-------- EXTRACTED INFORMATION

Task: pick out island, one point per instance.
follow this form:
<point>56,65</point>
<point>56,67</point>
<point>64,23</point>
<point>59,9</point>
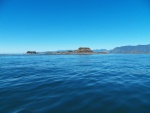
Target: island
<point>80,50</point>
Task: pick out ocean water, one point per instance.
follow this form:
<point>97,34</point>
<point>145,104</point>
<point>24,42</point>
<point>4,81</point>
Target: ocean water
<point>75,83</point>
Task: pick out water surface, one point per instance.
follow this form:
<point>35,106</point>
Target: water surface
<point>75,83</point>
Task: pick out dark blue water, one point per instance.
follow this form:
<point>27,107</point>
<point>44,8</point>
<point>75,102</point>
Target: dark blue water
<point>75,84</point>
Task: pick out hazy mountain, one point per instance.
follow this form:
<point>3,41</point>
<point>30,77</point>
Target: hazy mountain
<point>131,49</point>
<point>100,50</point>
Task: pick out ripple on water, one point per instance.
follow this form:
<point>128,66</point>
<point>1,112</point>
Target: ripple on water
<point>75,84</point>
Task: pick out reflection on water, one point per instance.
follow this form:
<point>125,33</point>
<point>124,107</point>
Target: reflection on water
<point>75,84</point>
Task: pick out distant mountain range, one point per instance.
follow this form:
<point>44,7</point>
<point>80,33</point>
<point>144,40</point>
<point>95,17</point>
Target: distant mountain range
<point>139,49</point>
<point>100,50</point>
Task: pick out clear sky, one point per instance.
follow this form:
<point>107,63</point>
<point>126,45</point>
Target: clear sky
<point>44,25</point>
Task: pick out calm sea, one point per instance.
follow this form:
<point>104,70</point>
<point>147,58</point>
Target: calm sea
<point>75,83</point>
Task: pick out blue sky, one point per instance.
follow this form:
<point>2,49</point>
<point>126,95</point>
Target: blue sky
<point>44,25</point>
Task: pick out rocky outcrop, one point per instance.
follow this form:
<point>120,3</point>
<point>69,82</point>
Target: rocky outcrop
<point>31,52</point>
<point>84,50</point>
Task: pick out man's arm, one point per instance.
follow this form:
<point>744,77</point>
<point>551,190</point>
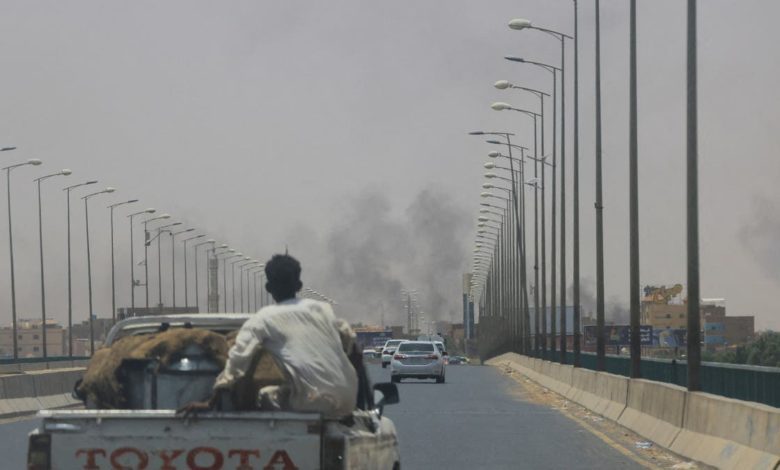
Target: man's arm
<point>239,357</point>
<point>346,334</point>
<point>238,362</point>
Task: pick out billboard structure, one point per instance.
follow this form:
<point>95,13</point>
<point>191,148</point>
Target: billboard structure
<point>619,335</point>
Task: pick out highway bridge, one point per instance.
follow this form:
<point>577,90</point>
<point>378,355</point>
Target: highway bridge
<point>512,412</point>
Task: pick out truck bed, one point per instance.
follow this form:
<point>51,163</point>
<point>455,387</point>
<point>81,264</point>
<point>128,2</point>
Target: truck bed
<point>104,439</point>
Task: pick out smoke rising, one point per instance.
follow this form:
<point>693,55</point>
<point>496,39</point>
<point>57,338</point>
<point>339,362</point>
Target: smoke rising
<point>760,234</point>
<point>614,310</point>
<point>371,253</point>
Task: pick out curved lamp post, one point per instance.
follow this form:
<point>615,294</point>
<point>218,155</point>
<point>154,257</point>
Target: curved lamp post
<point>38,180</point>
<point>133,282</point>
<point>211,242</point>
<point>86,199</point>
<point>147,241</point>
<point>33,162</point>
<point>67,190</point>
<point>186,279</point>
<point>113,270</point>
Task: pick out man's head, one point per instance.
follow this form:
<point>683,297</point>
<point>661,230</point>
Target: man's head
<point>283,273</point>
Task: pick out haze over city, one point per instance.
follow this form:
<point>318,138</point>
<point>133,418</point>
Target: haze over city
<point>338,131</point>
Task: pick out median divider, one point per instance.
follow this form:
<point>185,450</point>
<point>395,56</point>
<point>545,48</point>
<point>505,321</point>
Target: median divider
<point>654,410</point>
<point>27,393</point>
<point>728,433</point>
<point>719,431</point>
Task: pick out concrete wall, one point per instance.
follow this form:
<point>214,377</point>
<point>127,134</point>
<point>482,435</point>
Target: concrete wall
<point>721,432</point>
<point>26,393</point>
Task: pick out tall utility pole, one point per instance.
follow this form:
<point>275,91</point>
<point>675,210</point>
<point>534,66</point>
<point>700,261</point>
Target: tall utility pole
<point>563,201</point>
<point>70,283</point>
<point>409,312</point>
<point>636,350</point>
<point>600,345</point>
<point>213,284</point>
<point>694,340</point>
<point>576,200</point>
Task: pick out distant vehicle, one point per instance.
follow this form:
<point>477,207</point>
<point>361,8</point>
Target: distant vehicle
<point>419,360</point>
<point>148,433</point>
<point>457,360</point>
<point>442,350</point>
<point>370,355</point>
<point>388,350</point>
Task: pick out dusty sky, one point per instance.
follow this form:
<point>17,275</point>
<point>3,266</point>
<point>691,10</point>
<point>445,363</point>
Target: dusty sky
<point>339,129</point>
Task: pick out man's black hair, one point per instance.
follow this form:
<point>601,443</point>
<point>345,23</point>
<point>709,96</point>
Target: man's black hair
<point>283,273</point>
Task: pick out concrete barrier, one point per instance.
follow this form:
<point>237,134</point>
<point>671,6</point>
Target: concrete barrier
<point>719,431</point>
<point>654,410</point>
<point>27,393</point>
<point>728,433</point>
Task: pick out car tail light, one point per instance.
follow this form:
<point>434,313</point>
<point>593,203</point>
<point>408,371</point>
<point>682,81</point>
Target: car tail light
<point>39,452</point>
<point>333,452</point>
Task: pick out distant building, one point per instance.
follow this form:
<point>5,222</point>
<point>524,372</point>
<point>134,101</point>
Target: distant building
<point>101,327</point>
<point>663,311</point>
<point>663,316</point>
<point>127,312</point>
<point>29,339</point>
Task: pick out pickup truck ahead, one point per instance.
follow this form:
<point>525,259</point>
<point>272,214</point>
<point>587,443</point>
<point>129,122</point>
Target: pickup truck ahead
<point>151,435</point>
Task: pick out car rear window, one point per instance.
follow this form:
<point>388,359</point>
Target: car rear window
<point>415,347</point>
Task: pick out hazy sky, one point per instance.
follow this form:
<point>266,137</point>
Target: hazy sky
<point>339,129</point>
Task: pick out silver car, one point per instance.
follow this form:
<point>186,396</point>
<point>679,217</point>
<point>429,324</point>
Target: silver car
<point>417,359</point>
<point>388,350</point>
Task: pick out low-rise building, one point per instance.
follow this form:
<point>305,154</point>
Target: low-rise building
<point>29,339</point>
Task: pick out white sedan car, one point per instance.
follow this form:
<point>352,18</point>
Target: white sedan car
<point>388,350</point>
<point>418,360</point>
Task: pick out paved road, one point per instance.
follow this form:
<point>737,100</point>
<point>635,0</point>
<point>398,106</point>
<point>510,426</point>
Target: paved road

----------------
-------- EXTRACTED INFORMATION

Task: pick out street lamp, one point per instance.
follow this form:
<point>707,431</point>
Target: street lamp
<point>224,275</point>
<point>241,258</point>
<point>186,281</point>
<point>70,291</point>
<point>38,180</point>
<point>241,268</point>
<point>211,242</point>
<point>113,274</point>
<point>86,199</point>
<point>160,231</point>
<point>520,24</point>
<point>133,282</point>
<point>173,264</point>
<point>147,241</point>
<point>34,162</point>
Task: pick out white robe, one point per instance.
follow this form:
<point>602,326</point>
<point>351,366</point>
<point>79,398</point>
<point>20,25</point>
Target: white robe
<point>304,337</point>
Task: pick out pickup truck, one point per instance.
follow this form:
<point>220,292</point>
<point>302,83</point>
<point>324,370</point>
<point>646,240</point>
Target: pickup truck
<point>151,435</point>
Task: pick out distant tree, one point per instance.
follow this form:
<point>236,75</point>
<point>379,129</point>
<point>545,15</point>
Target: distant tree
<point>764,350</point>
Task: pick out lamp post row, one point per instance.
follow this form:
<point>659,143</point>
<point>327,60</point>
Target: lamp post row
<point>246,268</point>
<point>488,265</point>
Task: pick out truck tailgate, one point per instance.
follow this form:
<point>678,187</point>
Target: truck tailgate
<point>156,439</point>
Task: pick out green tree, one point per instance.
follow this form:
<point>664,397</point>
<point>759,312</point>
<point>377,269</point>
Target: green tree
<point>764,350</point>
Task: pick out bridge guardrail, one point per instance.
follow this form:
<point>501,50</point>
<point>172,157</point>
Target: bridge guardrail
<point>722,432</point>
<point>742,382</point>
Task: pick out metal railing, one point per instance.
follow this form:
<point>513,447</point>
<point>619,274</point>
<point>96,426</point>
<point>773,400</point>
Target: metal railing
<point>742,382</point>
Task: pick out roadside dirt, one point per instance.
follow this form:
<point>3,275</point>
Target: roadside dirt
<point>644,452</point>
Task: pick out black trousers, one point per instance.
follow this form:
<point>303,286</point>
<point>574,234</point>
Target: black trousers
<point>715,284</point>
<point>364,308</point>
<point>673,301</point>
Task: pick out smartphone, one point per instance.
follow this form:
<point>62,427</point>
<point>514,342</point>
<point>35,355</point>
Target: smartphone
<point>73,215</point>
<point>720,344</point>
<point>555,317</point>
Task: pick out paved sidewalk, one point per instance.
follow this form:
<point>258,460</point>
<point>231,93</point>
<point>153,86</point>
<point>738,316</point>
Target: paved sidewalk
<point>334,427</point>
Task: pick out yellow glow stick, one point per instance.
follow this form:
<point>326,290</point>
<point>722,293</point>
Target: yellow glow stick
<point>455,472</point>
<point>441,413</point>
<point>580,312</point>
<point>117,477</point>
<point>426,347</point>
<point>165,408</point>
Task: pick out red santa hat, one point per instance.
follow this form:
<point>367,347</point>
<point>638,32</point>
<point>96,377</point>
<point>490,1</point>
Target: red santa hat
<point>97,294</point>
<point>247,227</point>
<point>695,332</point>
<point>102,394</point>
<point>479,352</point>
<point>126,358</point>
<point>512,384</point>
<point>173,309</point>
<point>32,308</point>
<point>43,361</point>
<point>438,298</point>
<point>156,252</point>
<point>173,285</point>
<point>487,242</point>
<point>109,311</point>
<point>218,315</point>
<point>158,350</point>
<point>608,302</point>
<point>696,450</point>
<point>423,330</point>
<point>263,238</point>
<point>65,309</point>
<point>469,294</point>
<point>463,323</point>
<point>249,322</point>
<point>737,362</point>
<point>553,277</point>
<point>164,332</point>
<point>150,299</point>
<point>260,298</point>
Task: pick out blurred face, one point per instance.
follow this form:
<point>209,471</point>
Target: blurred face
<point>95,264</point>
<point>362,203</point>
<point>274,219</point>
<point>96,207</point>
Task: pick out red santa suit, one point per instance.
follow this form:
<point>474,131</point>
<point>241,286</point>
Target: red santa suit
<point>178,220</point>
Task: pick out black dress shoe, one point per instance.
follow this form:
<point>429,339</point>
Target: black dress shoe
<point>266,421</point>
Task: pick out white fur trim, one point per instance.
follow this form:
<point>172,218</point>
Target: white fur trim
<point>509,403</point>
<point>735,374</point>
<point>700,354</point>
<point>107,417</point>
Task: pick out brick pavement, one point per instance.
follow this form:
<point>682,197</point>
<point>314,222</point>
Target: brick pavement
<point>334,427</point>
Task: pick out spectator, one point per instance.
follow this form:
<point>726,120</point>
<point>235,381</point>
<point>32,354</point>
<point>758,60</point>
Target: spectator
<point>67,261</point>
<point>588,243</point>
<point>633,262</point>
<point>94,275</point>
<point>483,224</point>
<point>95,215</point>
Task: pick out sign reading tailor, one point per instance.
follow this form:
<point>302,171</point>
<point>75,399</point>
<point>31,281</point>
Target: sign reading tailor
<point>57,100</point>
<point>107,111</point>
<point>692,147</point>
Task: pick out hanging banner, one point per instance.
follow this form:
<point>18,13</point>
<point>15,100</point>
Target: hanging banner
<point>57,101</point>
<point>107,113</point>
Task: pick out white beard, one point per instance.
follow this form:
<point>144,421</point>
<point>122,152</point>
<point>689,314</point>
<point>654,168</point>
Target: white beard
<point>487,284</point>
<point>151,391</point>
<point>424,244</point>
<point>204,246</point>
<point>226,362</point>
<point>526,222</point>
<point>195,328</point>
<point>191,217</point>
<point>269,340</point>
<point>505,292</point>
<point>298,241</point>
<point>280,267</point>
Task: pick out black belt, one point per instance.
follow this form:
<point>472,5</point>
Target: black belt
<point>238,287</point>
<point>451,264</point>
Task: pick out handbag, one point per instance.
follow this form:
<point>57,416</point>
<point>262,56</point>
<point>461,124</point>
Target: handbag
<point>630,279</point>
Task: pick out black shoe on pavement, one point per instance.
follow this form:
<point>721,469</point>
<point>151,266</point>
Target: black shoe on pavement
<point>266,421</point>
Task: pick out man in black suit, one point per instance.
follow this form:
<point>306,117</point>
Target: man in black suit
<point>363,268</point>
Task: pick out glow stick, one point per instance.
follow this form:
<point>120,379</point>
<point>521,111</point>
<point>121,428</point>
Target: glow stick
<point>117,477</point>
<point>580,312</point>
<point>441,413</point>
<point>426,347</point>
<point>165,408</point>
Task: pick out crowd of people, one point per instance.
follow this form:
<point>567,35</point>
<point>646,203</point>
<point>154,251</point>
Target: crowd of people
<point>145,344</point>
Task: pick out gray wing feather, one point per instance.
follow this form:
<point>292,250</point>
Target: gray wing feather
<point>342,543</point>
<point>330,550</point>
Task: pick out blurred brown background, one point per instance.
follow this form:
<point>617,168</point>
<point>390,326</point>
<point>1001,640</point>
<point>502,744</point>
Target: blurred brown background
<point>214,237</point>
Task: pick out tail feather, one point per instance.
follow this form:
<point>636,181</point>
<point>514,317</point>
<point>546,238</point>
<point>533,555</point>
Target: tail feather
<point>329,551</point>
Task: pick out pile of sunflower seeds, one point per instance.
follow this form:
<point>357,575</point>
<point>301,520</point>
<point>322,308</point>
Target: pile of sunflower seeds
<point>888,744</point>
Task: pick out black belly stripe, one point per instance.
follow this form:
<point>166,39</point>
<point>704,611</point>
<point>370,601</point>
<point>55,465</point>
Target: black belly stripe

----------------

**WHAT YOU NEED TO DO:**
Copy out, character for character, the lines of the listing starting at the line that contains "Task: pick out curved" and ending at the line that contains "<point>113,270</point>", with both of those lines included.

**RESPONSE:**
Task: pick out curved lamp post, one point per instance.
follow this form:
<point>615,294</point>
<point>218,155</point>
<point>154,257</point>
Target: curved lamp post
<point>38,180</point>
<point>133,282</point>
<point>211,242</point>
<point>86,199</point>
<point>147,241</point>
<point>33,162</point>
<point>67,190</point>
<point>186,279</point>
<point>113,270</point>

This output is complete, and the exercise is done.